• **Data in this exercise**
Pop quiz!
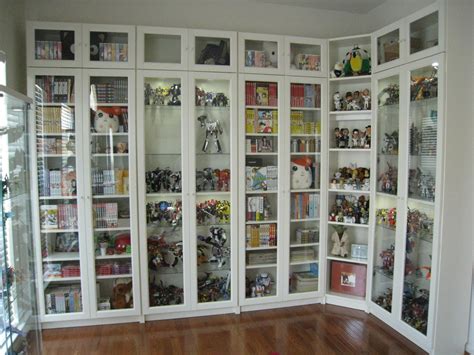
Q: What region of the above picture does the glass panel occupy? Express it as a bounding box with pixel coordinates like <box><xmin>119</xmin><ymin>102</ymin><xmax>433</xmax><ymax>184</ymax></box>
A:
<box><xmin>35</xmin><ymin>30</ymin><xmax>76</xmax><ymax>60</ymax></box>
<box><xmin>245</xmin><ymin>81</ymin><xmax>279</xmax><ymax>298</ymax></box>
<box><xmin>144</xmin><ymin>33</ymin><xmax>181</xmax><ymax>64</ymax></box>
<box><xmin>372</xmin><ymin>75</ymin><xmax>400</xmax><ymax>312</ymax></box>
<box><xmin>290</xmin><ymin>43</ymin><xmax>321</xmax><ymax>71</ymax></box>
<box><xmin>141</xmin><ymin>77</ymin><xmax>184</xmax><ymax>307</ymax></box>
<box><xmin>243</xmin><ymin>39</ymin><xmax>278</xmax><ymax>68</ymax></box>
<box><xmin>89</xmin><ymin>77</ymin><xmax>134</xmax><ymax>311</ymax></box>
<box><xmin>194</xmin><ymin>36</ymin><xmax>230</xmax><ymax>66</ymax></box>
<box><xmin>410</xmin><ymin>11</ymin><xmax>439</xmax><ymax>54</ymax></box>
<box><xmin>0</xmin><ymin>93</ymin><xmax>41</xmax><ymax>354</ymax></box>
<box><xmin>289</xmin><ymin>83</ymin><xmax>321</xmax><ymax>293</ymax></box>
<box><xmin>402</xmin><ymin>63</ymin><xmax>438</xmax><ymax>334</ymax></box>
<box><xmin>195</xmin><ymin>79</ymin><xmax>231</xmax><ymax>302</ymax></box>
<box><xmin>35</xmin><ymin>76</ymin><xmax>83</xmax><ymax>314</ymax></box>
<box><xmin>89</xmin><ymin>31</ymin><xmax>129</xmax><ymax>62</ymax></box>
<box><xmin>377</xmin><ymin>29</ymin><xmax>400</xmax><ymax>65</ymax></box>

• **Request**
Count the lines in the entries above that contain the word "region", with matching case. Reply with the number alone.

• **The output**
1